TASK GOAL: Lay out every line of the records below as a numbered list, skipping any blank lines. Leave the pictures out of your answer.

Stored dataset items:
━━━━━━

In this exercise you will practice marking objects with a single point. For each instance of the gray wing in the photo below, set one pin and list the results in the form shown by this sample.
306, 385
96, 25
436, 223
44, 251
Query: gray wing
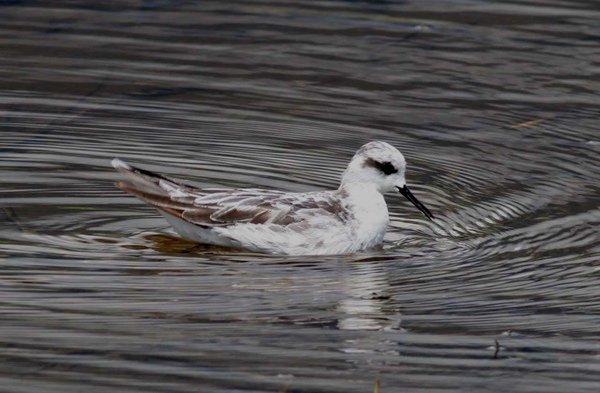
210, 207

━━━━━━

COMPLETED TASK:
1. In this exercise you will practice marking objects with a single point. For each instance of the gray wing in the photo below, set one pin and list the results in the form shown by this sample.
2. 306, 385
3. 96, 25
4. 436, 223
5. 44, 251
6. Query: gray wing
7. 210, 207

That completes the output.